- _YOUR OBJECTIVE_
Find all lines in the material below that contain the word "every" and copy each one out in full. Treat uppercase and lowercase as different.

- _DATA TO PROCESS_

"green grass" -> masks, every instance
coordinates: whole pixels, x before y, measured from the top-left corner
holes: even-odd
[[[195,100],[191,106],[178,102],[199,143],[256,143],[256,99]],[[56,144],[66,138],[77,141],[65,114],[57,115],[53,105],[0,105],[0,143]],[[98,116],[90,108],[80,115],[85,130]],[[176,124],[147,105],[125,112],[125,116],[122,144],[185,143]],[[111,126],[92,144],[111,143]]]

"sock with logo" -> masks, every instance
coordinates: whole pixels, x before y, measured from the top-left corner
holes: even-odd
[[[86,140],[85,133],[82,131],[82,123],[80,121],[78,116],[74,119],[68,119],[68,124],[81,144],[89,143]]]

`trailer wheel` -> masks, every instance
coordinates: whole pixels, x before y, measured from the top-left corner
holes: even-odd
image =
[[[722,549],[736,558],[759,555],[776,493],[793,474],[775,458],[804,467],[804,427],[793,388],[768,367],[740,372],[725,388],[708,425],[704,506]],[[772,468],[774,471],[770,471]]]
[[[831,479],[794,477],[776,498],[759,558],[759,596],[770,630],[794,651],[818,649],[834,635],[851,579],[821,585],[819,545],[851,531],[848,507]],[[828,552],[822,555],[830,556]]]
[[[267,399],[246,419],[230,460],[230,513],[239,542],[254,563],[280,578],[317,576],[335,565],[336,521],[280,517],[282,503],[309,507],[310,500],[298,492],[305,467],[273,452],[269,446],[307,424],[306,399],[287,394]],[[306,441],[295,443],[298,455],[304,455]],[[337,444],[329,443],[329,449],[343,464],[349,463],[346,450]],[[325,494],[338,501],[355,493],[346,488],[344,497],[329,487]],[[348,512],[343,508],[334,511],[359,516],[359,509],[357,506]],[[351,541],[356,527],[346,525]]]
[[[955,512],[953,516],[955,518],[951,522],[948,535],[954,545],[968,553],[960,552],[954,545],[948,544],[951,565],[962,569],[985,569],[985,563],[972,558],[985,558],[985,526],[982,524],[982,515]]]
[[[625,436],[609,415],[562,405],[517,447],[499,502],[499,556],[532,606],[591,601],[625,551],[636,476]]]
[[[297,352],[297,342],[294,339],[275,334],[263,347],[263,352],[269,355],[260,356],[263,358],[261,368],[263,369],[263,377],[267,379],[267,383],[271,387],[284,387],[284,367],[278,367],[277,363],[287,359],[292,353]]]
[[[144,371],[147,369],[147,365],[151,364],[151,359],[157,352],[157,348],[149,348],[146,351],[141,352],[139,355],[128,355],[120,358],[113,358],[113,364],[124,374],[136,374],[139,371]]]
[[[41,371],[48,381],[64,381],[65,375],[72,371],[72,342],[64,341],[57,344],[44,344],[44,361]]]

- _RESULT BELOW_
"green grass" -> masks, every instance
"sock with logo" -> masks, every instance
`trailer wheel` -> masks, every instance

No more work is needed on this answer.